2017-04-18 Thread Bin Cheng

Hi,
This patch refactors interface finding invariant variables.  Now customers
only need to call find_inv_vars, rather than set global variable fd_ivopts_data
then call walk_tree.
Is it OK?

Thanks,
bin

2017-04-11  Bin Cheng  

* tree-ssa-loop-ivopts.c (struct walk_tree_data): New.
(find_inv_vars_cb): New.
(find_depends): Renamed to ...
(find_inv_vars): ... this.
(add_candidate_1, force_var_cost): Call find_inv_vars.
(split_address_cost, determine_group_iv_cost_cond): Ditto.From d3d0df5f794f83ab03edced03e268ff635b95ec9 Mon Sep 17 00:00:00 2001
From: Bin Cheng 
Date: Tue, 28 Feb 2017 14:12:37 +
Subject: [PATCH 04/33] refactor-find-inv-variables-20170220.txt

---
 gcc/tree-ssa-loop-ivopts.c | 66 --
 1 file changed, 40 insertions(+), 26 deletions(-)

diff --git a/gcc/tree-ssa-loop-ivopts.c b/gcc/tree-ssa-loop-ivopts.c
index f9914e0..3a5b1b9 100644
--- a/gcc/tree-ssa-loop-ivopts.c
+++ b/gcc/tree-ssa-loop-ivopts.c
@@ -2896,30 +2896,53 @@ generic_type_for (tree type)

> _Goal_
Please continue the patch post about refactoring how invariant variables are found, picking up right after its final line.

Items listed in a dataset
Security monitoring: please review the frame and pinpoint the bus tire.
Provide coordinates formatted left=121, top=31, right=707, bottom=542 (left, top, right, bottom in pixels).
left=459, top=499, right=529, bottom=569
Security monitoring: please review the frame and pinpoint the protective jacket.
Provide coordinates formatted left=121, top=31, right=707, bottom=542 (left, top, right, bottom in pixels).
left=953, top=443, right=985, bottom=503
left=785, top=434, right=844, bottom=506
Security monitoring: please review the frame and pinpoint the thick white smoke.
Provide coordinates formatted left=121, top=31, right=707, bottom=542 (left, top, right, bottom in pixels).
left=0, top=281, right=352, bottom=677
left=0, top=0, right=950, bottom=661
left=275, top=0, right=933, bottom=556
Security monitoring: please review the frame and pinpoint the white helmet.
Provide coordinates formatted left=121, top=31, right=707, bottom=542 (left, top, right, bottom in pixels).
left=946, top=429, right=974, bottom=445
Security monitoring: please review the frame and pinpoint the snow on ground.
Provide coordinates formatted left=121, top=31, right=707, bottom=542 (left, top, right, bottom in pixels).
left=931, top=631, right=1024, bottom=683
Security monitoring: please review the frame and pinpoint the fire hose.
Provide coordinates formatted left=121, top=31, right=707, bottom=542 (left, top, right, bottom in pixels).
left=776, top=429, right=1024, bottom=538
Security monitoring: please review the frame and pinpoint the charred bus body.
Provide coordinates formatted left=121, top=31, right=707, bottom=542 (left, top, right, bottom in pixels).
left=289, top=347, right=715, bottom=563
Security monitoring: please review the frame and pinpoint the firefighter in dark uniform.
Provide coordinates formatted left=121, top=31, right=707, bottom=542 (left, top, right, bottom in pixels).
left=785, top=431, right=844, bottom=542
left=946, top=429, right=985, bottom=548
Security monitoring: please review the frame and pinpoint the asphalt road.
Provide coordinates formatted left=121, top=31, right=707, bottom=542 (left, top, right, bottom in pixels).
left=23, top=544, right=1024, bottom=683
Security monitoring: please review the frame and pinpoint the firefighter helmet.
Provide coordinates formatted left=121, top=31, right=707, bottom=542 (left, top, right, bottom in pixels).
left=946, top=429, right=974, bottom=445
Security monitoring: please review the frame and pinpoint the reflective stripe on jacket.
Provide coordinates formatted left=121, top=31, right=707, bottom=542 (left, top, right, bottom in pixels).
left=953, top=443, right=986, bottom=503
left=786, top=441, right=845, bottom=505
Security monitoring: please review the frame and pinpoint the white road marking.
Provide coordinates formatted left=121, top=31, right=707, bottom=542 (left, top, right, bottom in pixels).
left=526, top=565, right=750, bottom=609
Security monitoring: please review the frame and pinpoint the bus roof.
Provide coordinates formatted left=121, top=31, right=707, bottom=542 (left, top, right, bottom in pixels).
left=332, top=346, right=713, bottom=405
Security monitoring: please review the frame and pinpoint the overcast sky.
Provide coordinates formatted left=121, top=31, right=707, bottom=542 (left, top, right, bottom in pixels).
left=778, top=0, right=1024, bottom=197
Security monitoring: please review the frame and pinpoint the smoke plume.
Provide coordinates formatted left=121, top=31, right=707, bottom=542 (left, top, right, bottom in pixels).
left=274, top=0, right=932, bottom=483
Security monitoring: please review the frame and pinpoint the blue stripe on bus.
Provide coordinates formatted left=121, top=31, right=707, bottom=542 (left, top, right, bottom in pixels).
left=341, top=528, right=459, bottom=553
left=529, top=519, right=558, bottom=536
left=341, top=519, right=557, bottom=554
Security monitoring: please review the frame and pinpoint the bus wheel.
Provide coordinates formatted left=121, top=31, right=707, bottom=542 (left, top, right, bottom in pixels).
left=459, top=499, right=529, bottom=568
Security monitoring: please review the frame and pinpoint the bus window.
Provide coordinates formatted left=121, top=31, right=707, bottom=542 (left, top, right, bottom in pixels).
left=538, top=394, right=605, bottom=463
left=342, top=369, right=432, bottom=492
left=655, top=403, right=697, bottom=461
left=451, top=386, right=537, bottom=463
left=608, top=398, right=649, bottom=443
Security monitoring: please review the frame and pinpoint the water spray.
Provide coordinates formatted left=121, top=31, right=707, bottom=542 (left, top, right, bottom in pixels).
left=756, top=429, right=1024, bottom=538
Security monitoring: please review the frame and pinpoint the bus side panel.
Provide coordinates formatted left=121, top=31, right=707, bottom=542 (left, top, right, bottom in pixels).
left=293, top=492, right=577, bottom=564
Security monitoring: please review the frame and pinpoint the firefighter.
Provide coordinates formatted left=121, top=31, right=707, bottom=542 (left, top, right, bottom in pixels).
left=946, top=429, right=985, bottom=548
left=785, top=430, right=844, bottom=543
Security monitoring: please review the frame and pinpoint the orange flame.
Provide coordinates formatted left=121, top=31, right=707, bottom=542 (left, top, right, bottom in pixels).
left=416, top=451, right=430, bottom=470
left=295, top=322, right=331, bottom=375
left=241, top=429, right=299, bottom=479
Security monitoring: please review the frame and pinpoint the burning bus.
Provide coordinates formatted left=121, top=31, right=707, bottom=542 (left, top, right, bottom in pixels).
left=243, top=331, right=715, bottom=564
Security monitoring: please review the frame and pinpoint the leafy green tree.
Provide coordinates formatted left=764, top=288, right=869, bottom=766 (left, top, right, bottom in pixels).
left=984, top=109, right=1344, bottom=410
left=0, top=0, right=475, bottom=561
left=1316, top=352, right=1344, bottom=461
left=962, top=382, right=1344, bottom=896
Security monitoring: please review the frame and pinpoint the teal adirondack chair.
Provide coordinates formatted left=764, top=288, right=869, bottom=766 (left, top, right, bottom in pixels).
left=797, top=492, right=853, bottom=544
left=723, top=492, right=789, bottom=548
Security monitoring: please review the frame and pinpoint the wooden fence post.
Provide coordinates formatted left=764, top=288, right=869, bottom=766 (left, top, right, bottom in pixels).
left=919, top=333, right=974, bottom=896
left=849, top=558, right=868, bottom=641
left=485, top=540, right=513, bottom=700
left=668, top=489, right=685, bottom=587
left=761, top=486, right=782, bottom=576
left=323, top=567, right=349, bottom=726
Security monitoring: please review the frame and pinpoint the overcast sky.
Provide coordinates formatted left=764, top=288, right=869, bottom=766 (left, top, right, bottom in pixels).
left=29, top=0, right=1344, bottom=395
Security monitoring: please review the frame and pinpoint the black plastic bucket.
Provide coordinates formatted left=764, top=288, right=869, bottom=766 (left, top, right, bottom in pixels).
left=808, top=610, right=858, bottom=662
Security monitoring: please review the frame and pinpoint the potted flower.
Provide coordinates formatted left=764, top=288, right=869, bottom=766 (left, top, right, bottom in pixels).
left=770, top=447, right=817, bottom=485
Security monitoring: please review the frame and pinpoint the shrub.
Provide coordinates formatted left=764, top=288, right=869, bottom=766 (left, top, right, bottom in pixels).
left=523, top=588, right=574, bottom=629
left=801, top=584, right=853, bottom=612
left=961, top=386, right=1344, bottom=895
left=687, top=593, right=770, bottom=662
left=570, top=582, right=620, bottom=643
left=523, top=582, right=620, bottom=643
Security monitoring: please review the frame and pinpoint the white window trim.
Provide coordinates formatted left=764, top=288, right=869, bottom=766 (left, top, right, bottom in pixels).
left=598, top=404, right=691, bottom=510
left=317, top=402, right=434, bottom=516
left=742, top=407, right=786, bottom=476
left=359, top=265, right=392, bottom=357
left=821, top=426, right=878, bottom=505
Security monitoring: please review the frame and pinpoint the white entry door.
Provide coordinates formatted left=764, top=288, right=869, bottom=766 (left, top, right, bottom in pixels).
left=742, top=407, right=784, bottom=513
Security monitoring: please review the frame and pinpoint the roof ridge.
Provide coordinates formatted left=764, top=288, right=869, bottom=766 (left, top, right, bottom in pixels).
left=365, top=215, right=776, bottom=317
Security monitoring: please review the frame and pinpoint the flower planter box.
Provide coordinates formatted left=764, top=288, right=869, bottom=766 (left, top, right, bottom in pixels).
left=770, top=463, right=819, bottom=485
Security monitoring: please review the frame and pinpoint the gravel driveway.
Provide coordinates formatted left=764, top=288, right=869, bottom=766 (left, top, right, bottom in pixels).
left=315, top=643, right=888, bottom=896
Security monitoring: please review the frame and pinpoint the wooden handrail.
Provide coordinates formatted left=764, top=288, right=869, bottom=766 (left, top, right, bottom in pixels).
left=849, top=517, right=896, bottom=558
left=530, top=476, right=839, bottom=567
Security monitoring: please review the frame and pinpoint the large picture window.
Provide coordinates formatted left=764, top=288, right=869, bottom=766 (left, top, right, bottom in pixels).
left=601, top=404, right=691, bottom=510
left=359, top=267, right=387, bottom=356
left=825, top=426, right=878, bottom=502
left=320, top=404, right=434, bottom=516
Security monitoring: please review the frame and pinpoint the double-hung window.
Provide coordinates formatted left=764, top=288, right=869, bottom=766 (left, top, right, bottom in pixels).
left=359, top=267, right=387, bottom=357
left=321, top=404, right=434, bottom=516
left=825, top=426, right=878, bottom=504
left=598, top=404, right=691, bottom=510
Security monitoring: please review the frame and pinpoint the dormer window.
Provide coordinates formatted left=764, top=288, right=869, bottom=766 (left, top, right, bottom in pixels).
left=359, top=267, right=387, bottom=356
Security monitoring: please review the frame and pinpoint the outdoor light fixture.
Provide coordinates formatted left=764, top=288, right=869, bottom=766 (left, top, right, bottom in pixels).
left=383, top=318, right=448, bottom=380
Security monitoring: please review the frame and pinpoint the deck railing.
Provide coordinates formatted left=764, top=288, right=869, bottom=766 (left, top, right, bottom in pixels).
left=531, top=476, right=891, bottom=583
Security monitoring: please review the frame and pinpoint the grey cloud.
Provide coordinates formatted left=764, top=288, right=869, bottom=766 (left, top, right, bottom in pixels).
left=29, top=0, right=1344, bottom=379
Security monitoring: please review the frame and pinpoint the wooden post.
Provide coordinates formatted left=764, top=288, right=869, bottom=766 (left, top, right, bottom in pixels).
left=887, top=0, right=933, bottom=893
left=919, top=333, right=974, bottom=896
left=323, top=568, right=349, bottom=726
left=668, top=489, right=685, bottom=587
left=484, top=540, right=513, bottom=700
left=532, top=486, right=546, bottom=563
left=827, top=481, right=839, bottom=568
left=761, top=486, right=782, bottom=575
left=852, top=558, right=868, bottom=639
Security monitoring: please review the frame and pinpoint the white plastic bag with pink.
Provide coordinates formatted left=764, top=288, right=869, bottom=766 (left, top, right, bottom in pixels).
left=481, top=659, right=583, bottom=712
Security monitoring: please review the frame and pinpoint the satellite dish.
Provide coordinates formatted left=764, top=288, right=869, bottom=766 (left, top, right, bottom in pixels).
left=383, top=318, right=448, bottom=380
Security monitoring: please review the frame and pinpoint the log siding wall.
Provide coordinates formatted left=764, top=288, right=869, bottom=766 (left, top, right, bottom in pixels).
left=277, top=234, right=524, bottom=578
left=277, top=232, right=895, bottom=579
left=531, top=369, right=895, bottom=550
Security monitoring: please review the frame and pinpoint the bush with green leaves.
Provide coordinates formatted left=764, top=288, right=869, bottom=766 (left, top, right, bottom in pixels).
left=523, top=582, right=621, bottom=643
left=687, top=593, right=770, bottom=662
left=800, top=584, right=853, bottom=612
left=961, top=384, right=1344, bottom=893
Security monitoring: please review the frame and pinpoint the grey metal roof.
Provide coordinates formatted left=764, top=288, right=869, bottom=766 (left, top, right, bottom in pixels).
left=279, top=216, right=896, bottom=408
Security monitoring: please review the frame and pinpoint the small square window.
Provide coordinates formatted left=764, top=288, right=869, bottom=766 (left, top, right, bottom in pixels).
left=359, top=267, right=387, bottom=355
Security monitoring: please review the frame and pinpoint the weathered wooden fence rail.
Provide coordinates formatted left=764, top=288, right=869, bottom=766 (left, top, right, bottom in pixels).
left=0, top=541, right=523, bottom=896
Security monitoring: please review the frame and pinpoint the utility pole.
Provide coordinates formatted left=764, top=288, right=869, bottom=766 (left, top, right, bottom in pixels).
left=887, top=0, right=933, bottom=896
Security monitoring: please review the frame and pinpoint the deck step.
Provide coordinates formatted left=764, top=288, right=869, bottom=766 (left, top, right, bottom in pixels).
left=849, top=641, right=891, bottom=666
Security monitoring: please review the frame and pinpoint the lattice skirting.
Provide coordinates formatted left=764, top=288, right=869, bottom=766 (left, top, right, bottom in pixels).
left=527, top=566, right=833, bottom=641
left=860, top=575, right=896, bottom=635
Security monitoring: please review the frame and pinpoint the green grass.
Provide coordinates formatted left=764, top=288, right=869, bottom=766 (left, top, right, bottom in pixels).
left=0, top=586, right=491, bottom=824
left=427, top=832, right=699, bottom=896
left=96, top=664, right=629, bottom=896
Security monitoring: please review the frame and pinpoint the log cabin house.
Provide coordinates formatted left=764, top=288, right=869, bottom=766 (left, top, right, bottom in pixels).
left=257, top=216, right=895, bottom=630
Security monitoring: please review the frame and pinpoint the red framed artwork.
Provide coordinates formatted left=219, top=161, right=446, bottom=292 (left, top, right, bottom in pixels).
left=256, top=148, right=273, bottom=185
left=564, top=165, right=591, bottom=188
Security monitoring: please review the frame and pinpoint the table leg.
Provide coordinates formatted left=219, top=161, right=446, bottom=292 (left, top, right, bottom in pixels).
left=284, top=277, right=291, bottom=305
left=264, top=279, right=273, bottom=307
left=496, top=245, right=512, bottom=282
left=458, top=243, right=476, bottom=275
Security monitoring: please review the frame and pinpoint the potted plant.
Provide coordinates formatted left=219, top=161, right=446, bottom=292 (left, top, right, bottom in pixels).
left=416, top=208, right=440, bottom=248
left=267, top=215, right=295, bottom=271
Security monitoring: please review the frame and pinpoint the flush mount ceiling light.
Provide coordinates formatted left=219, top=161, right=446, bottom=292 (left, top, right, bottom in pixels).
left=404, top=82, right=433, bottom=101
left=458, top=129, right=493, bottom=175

> _Exercise output_
   return unsigned_type_for (type);
 }
 
-/* Records invariants in *EXPR_P.  Callback for walk_tree.  DATA contains
-   the bitmap to that we should store it.  */
+/* Private data for walk_tree.  */
+
+struct walk_tree_data
+{
+  bitmap *inv_vars;
+  struct ivopts_data *idata;
+};
+
+/* Callback function for walk_tree, it records invariants and symbol
+   reference in *EXPR_P.  DATA is the structure storing result info.  */
 
-static struct ivopts_data *fd_ivopts_data;
 static tree
-find_depends (tree *expr_p, int *ws ATTRIBUTE_UNUSED, void *data)
+find_inv_vars_cb (tree *expr_p, int *ws ATTRIBUTE_UNUSED, void *data)
 {
-  bitmap *inv_vars = (bitmap *) data;
+  struct walk_tree_data *wdata = (struct walk_tree_data*) data;
   struct version_info *info;
 
   if (TREE_CODE (*expr_p) != SSA_NAME)
 return NULL_TREE;
-  info = name_info (fd_ivopts_data, *expr_p);
 
+  info = name_info (wdata->idata, *expr_p);
   if (!info->inv_id || info->has_nonlin_use)
 return NULL_TREE;
 
-  if (!*inv_vars)
-*inv_vars = BITMAP_ALLOC (NULL);
-  bitmap_set_bit (*inv_vars, info->inv_id);
+  if (!*wdata->inv_vars)
+*wdata->inv_vars = BITMAP_ALLOC (NULL);
+  bitmap_set_bit (*wdata->inv_vars, info->inv_id);
 
   return NULL_TREE;
 }
 
+/* Records invariants in *EXPR_P.  INV_VARS is the bitmap to that we should
+   store it.  */
+
+static inline void
+find_inv_vars (struct ivopts_data *data, tree *expr_p, bitmap *inv_vars)
+{
+  struct walk_tree_data wdata;
+
+  if (!inv_vars)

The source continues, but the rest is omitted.